Problems to work on:
#1 Please duplicate a portion of the House of the Dragon review word for word, starting at "Five years later, though, and" and ending at "for the throne.".
#2 Translate this sentence from the House of the Dragon review into Spanish: "Rhaenyra makes another bold play for the throne."
#3 Carry the House of the Dragon review further, beginning right after its final sentence.

Five years later, though, and House of the Dragon is still withholding the “more.” Its second season was the definition of a stall tactic — sure, there were battles, but none with any of the escalation or momentum that fans expected after so much table setting. Much like the dueling queens at its center, the series seemed loath to go to battle at all. It kept its most volatile (and entertaining) warriors locked in imaginary purgatories. It murdered the momentum of its emotional bombshells. And, most damningly, the credits rolled just as it was coming up to its most anticipated conflict, the Battle of the Gullet.
Rhaenyra makes another bold play for the throne.
All that leaves House of the Dragon to finally cut to the chase in its third, penultimate season — with the endgame in sight, there’s no better time to guide the series back towards the hard-and-fast action that fans have been holding out for. Season 3 starts strong with blistering bloodshed, but it also affirms that its quiet cliffhanger in Season 2 wasn’t a mistake. The Targaryen-focused spinoff recommits to its downtempo pacing, straying even farther from the formula of its mothership series. And unlike its last chapter, it does so confidently, stepping into its destiny and out of Thrones’ shadow.

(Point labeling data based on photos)
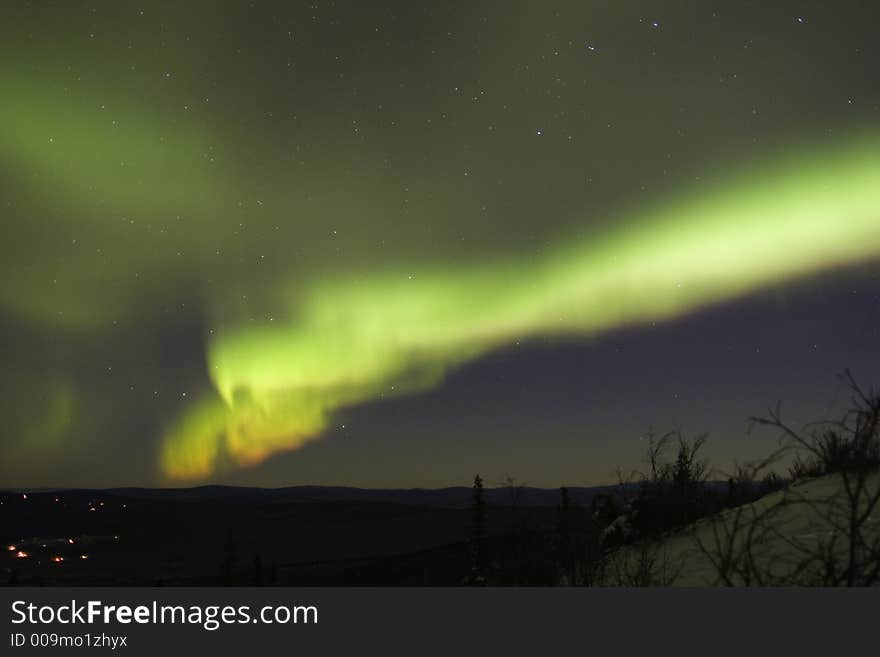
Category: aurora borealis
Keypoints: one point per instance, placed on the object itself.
(234, 238)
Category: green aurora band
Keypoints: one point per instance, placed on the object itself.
(359, 339)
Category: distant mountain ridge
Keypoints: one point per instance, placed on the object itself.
(452, 497)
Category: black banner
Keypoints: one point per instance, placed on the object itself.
(318, 621)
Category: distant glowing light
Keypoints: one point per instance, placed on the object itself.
(355, 340)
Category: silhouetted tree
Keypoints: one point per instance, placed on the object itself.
(478, 535)
(565, 538)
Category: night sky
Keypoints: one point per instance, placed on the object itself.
(398, 243)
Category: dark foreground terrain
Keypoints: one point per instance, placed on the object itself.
(291, 536)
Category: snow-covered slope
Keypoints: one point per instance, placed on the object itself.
(798, 536)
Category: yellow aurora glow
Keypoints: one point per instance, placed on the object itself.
(355, 340)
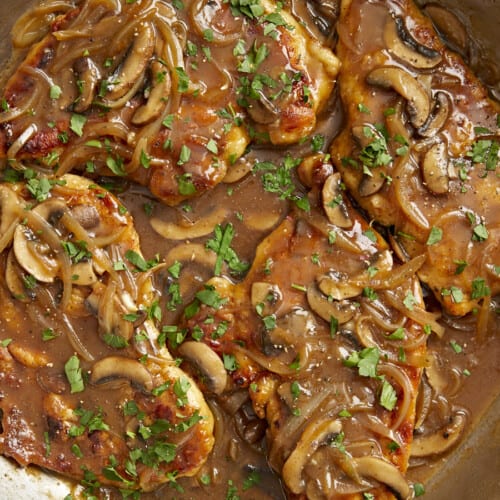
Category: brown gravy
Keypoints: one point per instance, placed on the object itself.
(472, 375)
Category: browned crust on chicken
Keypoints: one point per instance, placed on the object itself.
(148, 95)
(88, 388)
(293, 361)
(434, 187)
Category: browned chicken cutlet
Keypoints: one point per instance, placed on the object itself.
(322, 282)
(419, 151)
(167, 97)
(90, 392)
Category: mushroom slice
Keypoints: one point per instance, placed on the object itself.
(35, 256)
(383, 472)
(442, 440)
(315, 435)
(337, 286)
(418, 102)
(371, 184)
(265, 295)
(83, 273)
(400, 43)
(157, 99)
(438, 116)
(119, 367)
(135, 64)
(435, 168)
(207, 363)
(343, 311)
(88, 75)
(333, 202)
(449, 26)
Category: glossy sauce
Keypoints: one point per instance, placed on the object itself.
(234, 459)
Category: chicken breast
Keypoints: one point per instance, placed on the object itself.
(419, 151)
(167, 97)
(328, 334)
(91, 391)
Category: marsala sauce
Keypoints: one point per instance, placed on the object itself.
(233, 459)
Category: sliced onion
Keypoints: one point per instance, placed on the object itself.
(398, 375)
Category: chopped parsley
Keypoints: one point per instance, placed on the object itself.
(74, 374)
(221, 245)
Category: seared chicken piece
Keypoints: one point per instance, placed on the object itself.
(323, 282)
(419, 151)
(169, 98)
(92, 392)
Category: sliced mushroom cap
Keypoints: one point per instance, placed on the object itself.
(207, 363)
(343, 311)
(15, 279)
(158, 95)
(384, 472)
(88, 75)
(449, 26)
(371, 184)
(337, 286)
(315, 435)
(134, 66)
(442, 440)
(418, 101)
(435, 168)
(35, 256)
(333, 202)
(119, 367)
(265, 295)
(86, 215)
(400, 43)
(437, 117)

Responses by task:
#1
Five years later, though, and House of the Dragon is still withholding the “more.” Its second season was the definition of a stall tactic — sure, there were battles, but none with any of the escalation or momentum that fans expected after so much table setting. Much like the dueling queens at its center, the series seemed loath to go to battle at all. It kept its most volatile (and entertaining) warriors locked in imaginary purgatories. It murdered the momentum of its emotional bombshells. And, most damningly, the credits rolled just as it was coming up to its most anticipated conflict, the Battle of the Gullet.
Rhaenyra makes another bold play for the throne.

#2 Rhaenyra hace otra jugada audaz por el trono.

#3
It’s difficult to talk about all the ways that House of the Dragon stands its ground this season without brushing against the third rail that is its spoiler list. As the show dives into the Battle of the Gullet practically straightaway and majorly resets the board, it could all technically be off-limits. For now, let’s just say this: the series, co-created by Ryan Condal and Thrones author George R.R. Martin, has always been less interested in action than the consequences it reaps. That means that the battle, famed as it is for its bloodiness, doesn’t really revel in it. There’s a restless bent to its pacing that never touches House of the Dragon’s quieter scenes. In the moment, it’s compelling enough — thanks in great part to the brusquely charming Sharako Lohar (Abigail Thorne, finally getting the spotlight again), who fights on behalf of King Aegon II (Tom Glynn-Carney). But the thrill of swords clashing and ships careening into enemy hulls comes second to the dread that each reckless decision inspires, and the grief it strikes in the survivors.
Warfare still plays second fiddle to palace intrigue in House of the Dragon, but the series finally has the confidence to pull that off.
The Battle of the Gullet winds up a speed bump on the road to more palace intrigue — Condal’s bread and butter — but you almost don’t miss the battlefield with the series wading back into the snake pit that is King’s Landing. For the first time in years, House of the Dragon feels truly unpredictable. Its second season moved with the knowledge that all its events were preordained, using an ancient prophecy to stir up a sense of kismet. The series got a little too cute with that concept when Daemon Targaryen (Matt Smith) stumbled into a bald-faced preview for Game of Thrones in one of the season’s many tedious dream sequences. But Season 3 recalibrates to its benefit: the sense that these characters are each sinking to their doom hangs like a fog over every scene. The small victories — like rightful queen Rhaenyra (Emma D’Arcy) making major headway in her coup against the exiled Aegon — are hard to celebrate without fearing what comes after. It’s what makes this series one of the best feel-bad shows out there: it’s the trepidation of the Red Wedding or the destruction of Baelor’s sept, stretched out across a season arc.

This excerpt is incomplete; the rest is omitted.